Task details: Would you please repeat exactly the lines from the one containing "Keypoint placement: for each instance of the front license" to the end of the records, both included, and leave out the rest?

*** Data provided ***

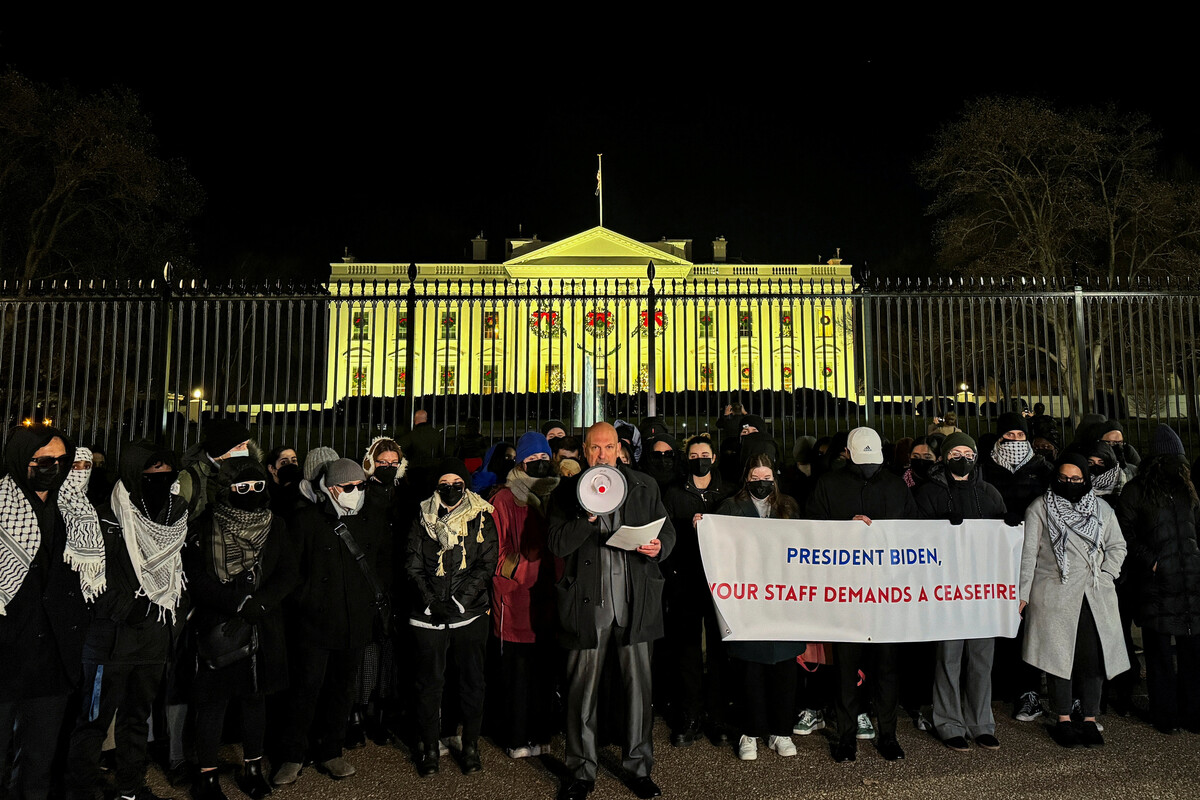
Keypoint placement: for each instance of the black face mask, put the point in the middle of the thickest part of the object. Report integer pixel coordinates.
(385, 475)
(46, 479)
(1069, 492)
(761, 489)
(289, 474)
(451, 493)
(960, 467)
(540, 468)
(156, 489)
(921, 468)
(249, 501)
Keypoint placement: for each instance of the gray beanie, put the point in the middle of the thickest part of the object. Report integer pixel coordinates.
(315, 462)
(343, 470)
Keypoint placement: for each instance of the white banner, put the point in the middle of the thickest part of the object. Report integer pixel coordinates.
(892, 581)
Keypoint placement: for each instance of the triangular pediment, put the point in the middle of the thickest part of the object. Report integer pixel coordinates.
(599, 252)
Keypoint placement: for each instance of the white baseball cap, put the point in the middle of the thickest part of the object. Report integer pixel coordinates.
(865, 446)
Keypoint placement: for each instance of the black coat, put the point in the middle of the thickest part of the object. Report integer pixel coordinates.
(215, 603)
(468, 585)
(333, 606)
(577, 542)
(945, 498)
(1168, 599)
(846, 493)
(1018, 488)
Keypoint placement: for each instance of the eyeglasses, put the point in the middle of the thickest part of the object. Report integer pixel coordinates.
(46, 462)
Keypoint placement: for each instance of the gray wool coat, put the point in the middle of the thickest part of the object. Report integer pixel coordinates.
(1051, 618)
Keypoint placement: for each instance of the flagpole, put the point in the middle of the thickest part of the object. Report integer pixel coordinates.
(600, 184)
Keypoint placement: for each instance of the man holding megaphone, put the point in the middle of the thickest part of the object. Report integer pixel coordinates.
(607, 597)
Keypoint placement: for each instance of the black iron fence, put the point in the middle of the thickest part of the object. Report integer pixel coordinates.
(339, 365)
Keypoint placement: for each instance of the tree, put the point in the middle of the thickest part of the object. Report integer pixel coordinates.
(1025, 190)
(82, 190)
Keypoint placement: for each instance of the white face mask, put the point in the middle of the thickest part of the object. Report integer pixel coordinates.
(351, 501)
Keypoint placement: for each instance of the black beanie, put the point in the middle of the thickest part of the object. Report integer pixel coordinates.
(1012, 421)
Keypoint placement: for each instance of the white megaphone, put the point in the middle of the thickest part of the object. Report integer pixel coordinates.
(601, 489)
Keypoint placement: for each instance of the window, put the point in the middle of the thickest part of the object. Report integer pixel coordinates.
(745, 323)
(360, 325)
(553, 378)
(448, 325)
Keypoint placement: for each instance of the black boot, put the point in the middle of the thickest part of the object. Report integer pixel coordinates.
(252, 782)
(208, 786)
(471, 761)
(355, 737)
(427, 758)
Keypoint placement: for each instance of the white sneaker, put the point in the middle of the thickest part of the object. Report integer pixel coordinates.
(748, 749)
(865, 729)
(783, 745)
(809, 722)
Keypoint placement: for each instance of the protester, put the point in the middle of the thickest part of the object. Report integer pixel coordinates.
(696, 657)
(52, 560)
(955, 491)
(451, 558)
(135, 620)
(1071, 560)
(1158, 517)
(609, 599)
(864, 491)
(523, 608)
(767, 668)
(239, 576)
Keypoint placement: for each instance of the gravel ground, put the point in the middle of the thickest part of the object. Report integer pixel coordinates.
(1137, 763)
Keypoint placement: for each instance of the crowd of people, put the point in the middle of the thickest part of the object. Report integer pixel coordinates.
(412, 597)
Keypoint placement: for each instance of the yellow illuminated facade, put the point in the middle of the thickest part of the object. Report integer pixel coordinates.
(571, 316)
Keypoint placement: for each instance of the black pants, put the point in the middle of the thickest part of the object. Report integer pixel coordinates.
(33, 726)
(127, 692)
(1086, 671)
(433, 648)
(1174, 693)
(768, 697)
(319, 702)
(697, 662)
(879, 662)
(210, 721)
(527, 689)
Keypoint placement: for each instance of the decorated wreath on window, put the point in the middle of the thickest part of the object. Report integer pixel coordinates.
(600, 323)
(545, 323)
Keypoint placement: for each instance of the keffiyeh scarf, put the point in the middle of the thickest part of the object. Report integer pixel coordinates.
(1012, 455)
(155, 551)
(450, 531)
(238, 537)
(1080, 518)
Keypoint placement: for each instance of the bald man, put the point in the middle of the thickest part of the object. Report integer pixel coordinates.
(609, 597)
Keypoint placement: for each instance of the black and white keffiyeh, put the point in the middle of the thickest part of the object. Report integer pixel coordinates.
(1066, 517)
(155, 551)
(1012, 455)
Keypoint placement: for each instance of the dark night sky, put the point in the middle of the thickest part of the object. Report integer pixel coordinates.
(403, 145)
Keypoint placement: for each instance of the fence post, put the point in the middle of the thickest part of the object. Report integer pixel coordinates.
(868, 356)
(409, 346)
(166, 316)
(652, 362)
(1083, 402)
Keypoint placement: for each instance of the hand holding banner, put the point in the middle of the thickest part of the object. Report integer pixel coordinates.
(894, 581)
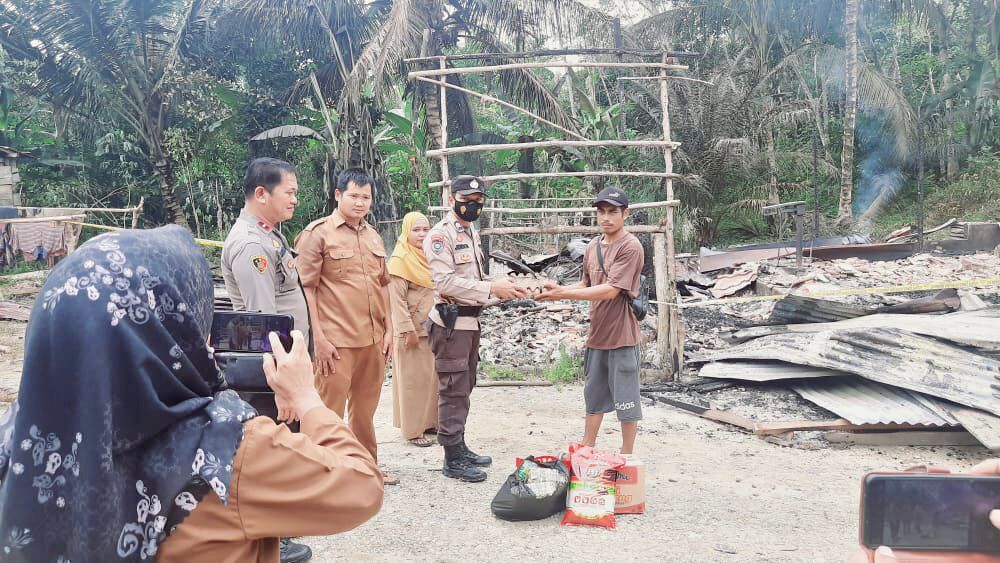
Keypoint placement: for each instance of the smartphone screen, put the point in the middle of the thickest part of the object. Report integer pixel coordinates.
(247, 332)
(931, 512)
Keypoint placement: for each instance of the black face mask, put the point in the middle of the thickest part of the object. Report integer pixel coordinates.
(468, 210)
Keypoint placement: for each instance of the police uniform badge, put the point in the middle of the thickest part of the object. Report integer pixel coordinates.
(437, 243)
(259, 262)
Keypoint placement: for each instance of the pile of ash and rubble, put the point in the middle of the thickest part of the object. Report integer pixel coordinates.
(806, 365)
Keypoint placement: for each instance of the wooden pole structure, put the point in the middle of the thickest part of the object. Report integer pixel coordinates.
(661, 78)
(445, 177)
(516, 66)
(581, 174)
(438, 153)
(555, 53)
(137, 212)
(669, 344)
(556, 210)
(444, 84)
(565, 229)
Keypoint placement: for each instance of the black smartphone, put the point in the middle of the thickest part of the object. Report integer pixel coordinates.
(930, 512)
(247, 332)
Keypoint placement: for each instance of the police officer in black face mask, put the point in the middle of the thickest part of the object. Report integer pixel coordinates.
(456, 262)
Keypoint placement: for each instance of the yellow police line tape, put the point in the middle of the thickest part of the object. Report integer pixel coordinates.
(201, 241)
(957, 284)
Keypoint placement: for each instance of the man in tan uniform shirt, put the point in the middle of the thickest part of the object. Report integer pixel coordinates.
(258, 264)
(259, 268)
(455, 257)
(343, 270)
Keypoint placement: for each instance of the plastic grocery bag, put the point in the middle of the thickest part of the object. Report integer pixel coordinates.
(535, 491)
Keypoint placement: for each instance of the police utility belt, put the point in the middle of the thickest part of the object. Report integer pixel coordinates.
(450, 313)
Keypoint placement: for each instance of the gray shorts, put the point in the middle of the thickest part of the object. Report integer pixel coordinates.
(612, 382)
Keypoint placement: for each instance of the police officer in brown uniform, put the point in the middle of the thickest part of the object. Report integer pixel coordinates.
(461, 288)
(258, 266)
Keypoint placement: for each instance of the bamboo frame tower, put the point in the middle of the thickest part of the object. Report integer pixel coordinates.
(669, 336)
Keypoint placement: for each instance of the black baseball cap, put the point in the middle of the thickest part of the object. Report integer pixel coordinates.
(613, 195)
(468, 185)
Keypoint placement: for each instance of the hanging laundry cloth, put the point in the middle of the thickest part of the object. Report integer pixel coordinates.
(38, 241)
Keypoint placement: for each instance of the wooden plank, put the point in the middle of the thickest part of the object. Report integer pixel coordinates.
(555, 53)
(981, 424)
(931, 438)
(513, 383)
(565, 229)
(550, 210)
(639, 78)
(92, 209)
(581, 174)
(443, 84)
(554, 64)
(444, 152)
(706, 412)
(443, 113)
(663, 294)
(55, 219)
(673, 347)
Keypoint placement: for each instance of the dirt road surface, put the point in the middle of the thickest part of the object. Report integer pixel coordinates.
(713, 494)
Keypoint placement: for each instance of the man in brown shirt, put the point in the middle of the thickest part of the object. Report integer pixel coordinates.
(611, 361)
(317, 482)
(342, 267)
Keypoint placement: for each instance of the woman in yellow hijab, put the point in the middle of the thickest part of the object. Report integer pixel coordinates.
(411, 295)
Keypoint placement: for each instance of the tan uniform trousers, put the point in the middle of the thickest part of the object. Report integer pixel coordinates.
(357, 385)
(455, 360)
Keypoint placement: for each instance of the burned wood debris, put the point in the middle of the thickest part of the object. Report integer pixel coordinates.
(920, 368)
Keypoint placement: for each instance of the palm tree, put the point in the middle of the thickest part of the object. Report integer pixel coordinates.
(110, 63)
(366, 51)
(844, 213)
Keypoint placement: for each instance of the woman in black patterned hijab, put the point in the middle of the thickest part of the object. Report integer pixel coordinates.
(121, 425)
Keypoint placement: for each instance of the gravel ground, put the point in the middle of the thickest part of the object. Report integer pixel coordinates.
(713, 494)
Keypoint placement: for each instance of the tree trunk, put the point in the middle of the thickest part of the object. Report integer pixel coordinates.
(165, 181)
(526, 165)
(844, 214)
(772, 165)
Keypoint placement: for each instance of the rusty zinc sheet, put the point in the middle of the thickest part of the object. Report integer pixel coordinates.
(884, 355)
(763, 371)
(980, 329)
(865, 402)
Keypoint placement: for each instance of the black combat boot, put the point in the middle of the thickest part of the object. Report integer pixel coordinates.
(474, 458)
(291, 552)
(457, 466)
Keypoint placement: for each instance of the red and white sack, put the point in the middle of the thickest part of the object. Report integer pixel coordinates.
(590, 500)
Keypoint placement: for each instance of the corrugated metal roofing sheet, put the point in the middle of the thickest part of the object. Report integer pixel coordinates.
(797, 309)
(884, 355)
(763, 371)
(865, 402)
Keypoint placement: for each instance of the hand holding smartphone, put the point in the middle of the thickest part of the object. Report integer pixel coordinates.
(931, 517)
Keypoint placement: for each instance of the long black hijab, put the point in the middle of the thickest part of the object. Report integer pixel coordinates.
(121, 425)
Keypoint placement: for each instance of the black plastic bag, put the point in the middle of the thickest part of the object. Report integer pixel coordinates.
(535, 491)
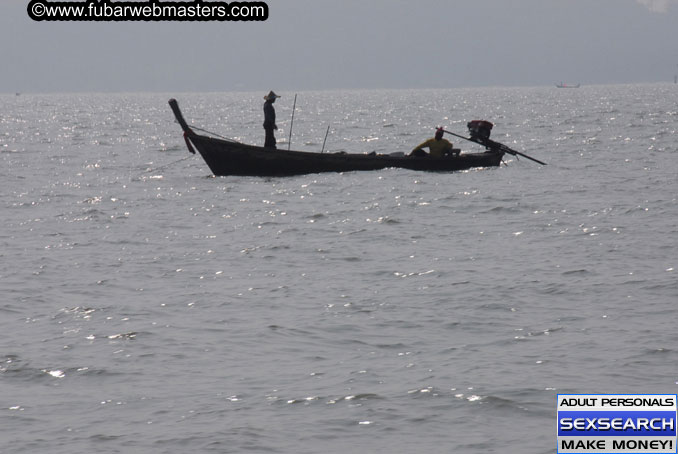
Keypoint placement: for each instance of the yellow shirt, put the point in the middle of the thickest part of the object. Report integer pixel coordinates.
(437, 148)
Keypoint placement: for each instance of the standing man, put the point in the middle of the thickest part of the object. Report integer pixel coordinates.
(269, 119)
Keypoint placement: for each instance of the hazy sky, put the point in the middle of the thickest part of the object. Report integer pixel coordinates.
(323, 44)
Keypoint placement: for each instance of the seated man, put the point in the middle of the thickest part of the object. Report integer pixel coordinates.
(438, 147)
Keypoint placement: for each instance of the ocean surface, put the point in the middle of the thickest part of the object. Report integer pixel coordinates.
(149, 307)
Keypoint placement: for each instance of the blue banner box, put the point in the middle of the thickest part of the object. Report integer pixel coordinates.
(612, 423)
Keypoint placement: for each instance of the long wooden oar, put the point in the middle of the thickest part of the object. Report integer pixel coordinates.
(497, 146)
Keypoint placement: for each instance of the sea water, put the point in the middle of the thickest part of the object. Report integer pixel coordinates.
(148, 306)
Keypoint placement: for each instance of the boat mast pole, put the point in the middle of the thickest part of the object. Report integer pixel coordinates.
(325, 141)
(289, 142)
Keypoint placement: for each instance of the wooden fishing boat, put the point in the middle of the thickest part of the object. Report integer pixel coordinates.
(225, 157)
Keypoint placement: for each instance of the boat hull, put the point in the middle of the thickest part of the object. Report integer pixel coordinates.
(232, 158)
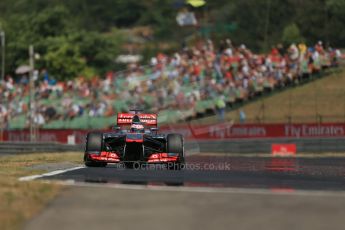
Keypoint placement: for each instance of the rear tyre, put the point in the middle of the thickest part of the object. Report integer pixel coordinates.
(94, 144)
(175, 145)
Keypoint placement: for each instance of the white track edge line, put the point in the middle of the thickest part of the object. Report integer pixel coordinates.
(53, 173)
(247, 191)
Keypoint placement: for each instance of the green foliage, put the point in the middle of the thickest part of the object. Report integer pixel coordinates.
(291, 34)
(63, 58)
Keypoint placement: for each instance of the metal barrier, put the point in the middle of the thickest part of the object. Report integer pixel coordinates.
(306, 145)
(35, 147)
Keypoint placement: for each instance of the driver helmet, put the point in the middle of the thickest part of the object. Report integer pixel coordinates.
(137, 128)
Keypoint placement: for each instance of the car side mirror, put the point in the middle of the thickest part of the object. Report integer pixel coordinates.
(154, 129)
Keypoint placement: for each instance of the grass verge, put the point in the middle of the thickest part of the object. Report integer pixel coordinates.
(20, 201)
(320, 100)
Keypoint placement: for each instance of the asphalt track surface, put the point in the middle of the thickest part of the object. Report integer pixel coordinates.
(212, 192)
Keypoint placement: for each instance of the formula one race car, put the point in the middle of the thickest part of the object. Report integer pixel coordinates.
(134, 141)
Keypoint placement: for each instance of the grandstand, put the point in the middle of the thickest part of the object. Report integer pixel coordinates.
(193, 82)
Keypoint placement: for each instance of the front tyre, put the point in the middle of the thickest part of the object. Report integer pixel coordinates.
(94, 144)
(175, 144)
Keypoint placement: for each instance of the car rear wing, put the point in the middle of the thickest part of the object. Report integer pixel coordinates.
(149, 119)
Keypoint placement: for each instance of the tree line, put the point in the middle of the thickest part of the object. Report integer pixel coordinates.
(84, 37)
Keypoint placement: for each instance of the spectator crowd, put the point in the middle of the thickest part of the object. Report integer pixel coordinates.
(176, 82)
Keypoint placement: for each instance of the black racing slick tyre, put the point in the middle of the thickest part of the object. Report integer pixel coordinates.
(175, 145)
(94, 144)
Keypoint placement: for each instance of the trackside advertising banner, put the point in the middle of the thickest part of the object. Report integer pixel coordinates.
(203, 132)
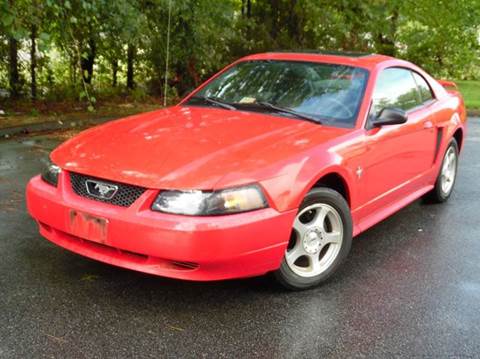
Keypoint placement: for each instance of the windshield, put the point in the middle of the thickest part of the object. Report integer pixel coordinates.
(327, 92)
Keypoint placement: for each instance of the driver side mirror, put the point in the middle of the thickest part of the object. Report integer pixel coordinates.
(390, 116)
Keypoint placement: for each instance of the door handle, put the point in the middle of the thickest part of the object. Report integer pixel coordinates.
(428, 125)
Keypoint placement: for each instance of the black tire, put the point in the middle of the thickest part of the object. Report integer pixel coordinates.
(437, 194)
(291, 280)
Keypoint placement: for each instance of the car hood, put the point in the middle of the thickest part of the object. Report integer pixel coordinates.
(189, 147)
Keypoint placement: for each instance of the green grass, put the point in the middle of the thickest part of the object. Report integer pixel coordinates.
(471, 93)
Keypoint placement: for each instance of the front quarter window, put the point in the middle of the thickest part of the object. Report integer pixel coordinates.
(330, 93)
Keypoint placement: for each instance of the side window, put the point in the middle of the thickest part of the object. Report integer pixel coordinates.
(395, 88)
(423, 87)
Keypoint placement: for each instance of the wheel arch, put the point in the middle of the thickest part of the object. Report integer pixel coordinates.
(335, 180)
(458, 136)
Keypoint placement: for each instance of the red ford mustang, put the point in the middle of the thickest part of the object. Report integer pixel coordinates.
(272, 165)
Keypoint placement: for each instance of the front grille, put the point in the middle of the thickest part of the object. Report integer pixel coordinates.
(124, 197)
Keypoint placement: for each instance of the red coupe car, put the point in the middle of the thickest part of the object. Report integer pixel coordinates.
(272, 165)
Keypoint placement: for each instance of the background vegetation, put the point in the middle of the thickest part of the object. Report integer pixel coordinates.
(87, 51)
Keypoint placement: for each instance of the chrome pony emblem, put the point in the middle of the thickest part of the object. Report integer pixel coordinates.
(101, 190)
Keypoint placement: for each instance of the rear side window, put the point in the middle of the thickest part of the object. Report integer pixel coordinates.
(395, 88)
(423, 87)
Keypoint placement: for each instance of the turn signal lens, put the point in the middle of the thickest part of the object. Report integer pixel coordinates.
(50, 173)
(204, 203)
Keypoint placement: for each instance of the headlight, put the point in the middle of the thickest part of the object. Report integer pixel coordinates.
(50, 173)
(203, 203)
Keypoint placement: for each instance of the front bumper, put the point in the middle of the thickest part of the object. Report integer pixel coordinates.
(193, 248)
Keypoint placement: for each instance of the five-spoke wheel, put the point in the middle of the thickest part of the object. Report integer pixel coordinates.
(320, 240)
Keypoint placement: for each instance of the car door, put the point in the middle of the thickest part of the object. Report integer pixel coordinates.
(396, 155)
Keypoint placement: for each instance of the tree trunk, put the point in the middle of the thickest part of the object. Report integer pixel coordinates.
(33, 62)
(14, 77)
(88, 62)
(130, 63)
(114, 72)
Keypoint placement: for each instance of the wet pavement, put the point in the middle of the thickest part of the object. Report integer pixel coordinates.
(410, 288)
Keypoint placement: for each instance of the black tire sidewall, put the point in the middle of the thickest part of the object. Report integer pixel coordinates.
(440, 195)
(290, 279)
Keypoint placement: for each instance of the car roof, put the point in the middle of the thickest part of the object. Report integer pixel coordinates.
(358, 59)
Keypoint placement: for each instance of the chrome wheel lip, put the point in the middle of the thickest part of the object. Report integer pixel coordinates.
(449, 171)
(312, 237)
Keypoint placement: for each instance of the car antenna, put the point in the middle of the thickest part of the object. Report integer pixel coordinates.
(168, 53)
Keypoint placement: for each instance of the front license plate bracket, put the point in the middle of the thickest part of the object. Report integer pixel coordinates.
(87, 226)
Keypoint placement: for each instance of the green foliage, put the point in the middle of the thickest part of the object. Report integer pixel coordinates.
(471, 93)
(81, 45)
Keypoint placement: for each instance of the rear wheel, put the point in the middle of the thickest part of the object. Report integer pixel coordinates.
(321, 239)
(447, 176)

*** End of Data provided ***

Your response:
Keypoint placement: for each instance of the front license plate bracket, put the point in the middle of the thickest part of the object. Report integer pixel coordinates.
(87, 226)
Keypoint placement: for each instance of the green foliage, put the point in the middle of the thickest part of the object. Report integer pixel coordinates.
(471, 93)
(81, 45)
Keypoint placement: for each instance of the rear wheel, put the point in the middle of the thickest part of the object. Report integer pixel coordinates.
(321, 239)
(447, 176)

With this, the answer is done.